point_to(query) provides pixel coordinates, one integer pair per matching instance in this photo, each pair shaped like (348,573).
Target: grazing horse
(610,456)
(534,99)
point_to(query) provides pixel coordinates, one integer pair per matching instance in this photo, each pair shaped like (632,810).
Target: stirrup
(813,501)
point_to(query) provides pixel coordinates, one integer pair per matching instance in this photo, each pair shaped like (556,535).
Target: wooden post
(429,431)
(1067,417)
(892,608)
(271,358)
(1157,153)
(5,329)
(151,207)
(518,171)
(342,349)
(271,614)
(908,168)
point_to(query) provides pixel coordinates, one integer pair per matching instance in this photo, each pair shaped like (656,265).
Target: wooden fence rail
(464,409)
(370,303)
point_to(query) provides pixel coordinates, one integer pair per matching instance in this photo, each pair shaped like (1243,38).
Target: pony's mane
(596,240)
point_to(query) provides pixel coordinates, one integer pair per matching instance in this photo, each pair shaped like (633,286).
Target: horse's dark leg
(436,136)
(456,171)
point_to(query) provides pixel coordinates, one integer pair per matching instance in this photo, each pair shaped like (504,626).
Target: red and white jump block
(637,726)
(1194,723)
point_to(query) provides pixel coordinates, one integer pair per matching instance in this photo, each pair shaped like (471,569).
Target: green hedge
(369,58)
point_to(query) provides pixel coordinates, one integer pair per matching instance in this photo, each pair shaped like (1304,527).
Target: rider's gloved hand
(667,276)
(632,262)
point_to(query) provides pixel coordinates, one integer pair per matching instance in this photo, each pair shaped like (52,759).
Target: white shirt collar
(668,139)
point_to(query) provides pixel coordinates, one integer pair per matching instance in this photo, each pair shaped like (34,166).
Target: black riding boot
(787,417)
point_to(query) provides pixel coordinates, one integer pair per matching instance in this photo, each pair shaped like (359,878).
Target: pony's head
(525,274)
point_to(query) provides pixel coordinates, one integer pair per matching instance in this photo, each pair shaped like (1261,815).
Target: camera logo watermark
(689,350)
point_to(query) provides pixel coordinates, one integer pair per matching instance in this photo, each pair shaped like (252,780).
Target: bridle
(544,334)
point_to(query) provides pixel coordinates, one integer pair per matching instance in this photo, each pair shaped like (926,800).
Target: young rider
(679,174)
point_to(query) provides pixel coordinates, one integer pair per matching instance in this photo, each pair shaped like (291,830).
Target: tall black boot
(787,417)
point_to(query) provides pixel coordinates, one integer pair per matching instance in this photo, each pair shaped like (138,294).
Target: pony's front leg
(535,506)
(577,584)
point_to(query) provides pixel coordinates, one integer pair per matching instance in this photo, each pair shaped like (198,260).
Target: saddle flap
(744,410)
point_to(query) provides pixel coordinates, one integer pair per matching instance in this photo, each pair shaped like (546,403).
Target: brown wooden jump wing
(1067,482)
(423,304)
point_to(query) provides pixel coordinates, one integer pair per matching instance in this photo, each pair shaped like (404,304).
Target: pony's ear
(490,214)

> [Task to complete]
Reproduce all of the rows above, swapping each occurrence of "wooden" for "timber" and leaving every other part unchanged.

> [Result of the exercise]
point_to(query) provides pixel coordinates, one integer pair per matching instance in this photo, each pair shaped like (348,573).
Target: grazing horse
(610,456)
(534,99)
point_to(query) provides pixel coordinates, one integer pair per matching instance in this photo, each pair shaped like (632,810).
Target: stirrup
(813,501)
point_to(query) provides pixel coordinates, one integer pair per matching instance in this photo, each pair shaped like (556,535).
Target: timber post
(429,431)
(1067,417)
(892,608)
(271,358)
(1157,153)
(5,329)
(151,207)
(518,171)
(342,349)
(271,614)
(908,168)
point_to(query) provides pixel coordinates, one integer pair per matching instance in this photo, each pair shaped like (656,265).
Target: timber fence rail
(464,409)
(370,303)
point_to(query) provides pixel coordinates, one integer pair per matching instance in this photo, each pair shaped like (1243,38).
Target: pony's mane
(596,240)
point_to(query) provides pixel coordinates, one integer pair per matching instance in this photo, each pair shaped like (633,286).
Target: horse's dark leg
(436,136)
(456,171)
point_to(query) provides pixel coordinates, one integer pair per matching instance in this photo, each pair shaped like (504,626).
Target: red and white jump block
(637,726)
(1194,723)
point_to(query) provides pixel coordinates, one integer pair per matching instance in this photo, each pair shaped like (471,569).
Target: green hedge
(369,58)
point_to(query) provides pixel coordinates, one integer pair per matching instance in this photo, each pair shaped like (1304,527).
Target: rider's gloved hand
(667,276)
(632,262)
point_to(query) provides pixel coordinates, one integer pair per matching instance in this photo, each pair shaped like (52,759).
Target: white shirt collar
(668,139)
point_to(query) provides pixel coordinates, one integer pair per matching instance in this photo, each pair shaped like (34,166).
Target: black riding boot
(787,417)
point_to(query) provides pixel coordinates, one integer pair per matching instance in this photo, each pair shaped like (359,878).
Target: pony's head
(525,274)
point_to(query) provides pixel coordinates, one integer pair per matching instance in this photo, each pair shaped like (1261,815).
Target: camera logo watermark
(689,350)
point_to(query) provides pixel coordinates, one integer pair per matching instance in this photo, each pair shaped like (252,780).
Target: bridle
(544,334)
point_to(query) provides pixel coordinates, one integer pair per matching instance in this photo, each pair shaped like (926,800).
Target: young rider
(679,174)
point_to(query) provides pixel coordinates, one integer pair per matching instance in this photo, each pair shaped like (291,830).
Target: tall black boot
(787,417)
point_to(query) provides pixel coordinates, one integer pair per matching instance in this photo, each pair shaped like (138,294).
Target: pony's front leg
(535,506)
(577,584)
point_to(query) provides pixel coordinates, one integer pair per matching instance in this photo, each pair shaped like (198,260).
Target: saddle flap
(744,410)
point_to(query) provides pixel coordinates, one integer pair per matching instance in this photo, each pair shaped like (546,403).
Target: brown timber jump wing
(1067,482)
(423,304)
point_to(query) provides pixel coordinates, one integer pair per matching instance in this photo, each pair shaped like (404,304).
Target: pony's ear
(490,214)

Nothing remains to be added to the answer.